***** Document extract
Supreme Court of Tennessee, at Nashville, December Term, 1930
Feb 21, 1931
35 S.W.2d 568 (Tenn. 1931)

Opinion

Opinion filed February 21, 1931.

1. CONSTITUTIONAL LAW. Appropriations. General Assembly may not increase compensation of members but may make appropriations for official expenses.

No appropriation can be constitutionally made for an increase of compensation to members of the General Assembly; but an appropriation for official expenses, as distinguished from compensation, may be constitutionally made. (Post, p. 156.)

Cases cited and approved: State ex rel. v. Thomason, 142 Tenn. (15 Thomp.), 527; Peay v. Nolan, 157 Tenn. (4 Smith), 222.

2. CONSTITUTIONAL LAW. Statutes. Appropriation for official expenses. Conclusiveness of legislative declaration of facts.

The declaration in an Act appropriating money to the members of the General Assembly for "official expenses" that each member has expended at least the sum appropriated is not a finding of fact conclusive on the courts. (Post, p. 157.)

Act cited and construed: Acts Extra Session 1929, ch. 32, sec. 4a.

3. CONSTITUTIONAL LAW. Statutes. Legislative determination of facts is not binding on courts, when.

Although, for the purpose of sustaining the validity of a statute, the courts will assume the existence of any facts that may reasonably be conceived to exist, a legislative declaration or finding is never binding on the Courts unless consistent with reason and common knowledge, of which the Courts must take judicial notice. This is true even in a case in which public policy and rights are involved. (Post, p. 157.)
**********
***** Dataset
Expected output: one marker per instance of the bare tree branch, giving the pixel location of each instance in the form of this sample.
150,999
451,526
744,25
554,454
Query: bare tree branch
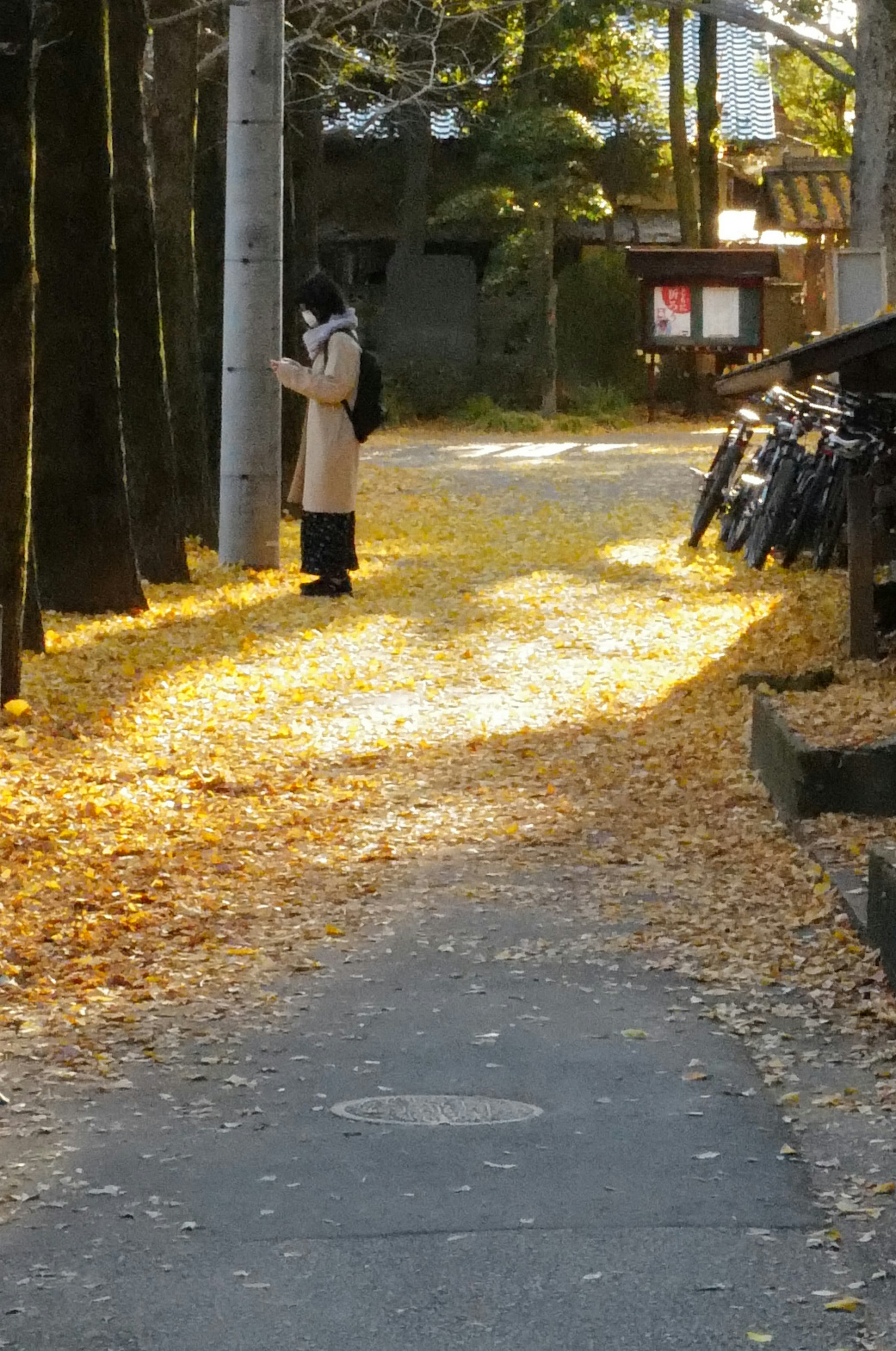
**********
Written instruction 1 :: Please rewrite the paragraph of the opinion beginning "Although, for the purpose of sustaining the validity of a statute" in fewer words, keeping its main facts.
Written instruction 2 :: For each statement, answer yes or no on whether it agrees with the opinion, and quote the words that decide it. (a) An appropriation for the official expenses of General Assembly members may be constitutionally made. (b) The Act's declaration that each member spent at least the sum appropriated is a finding of fact conclusive on the courts. (c) The opinion was filed in December 1930.
Use only the opinion to answer; the entries are not needed.

Exercise answer 1 :: To uphold a statute, courts will assume any facts that could reasonably exist. A legislative declaration or finding, however, binds the courts only if it is consistent with reason and common knowledge, which courts must take judicial notice of. This applies even when public policy and rights are involved.

Exercise answer 2 ::
(a) Yes: "an appropriation for official expenses, as distinguished from compensation, may be constitutionally made."
(b) No: "is not a finding of fact conclusive on the courts."
(c) No: "Opinion filed February 21, 1931."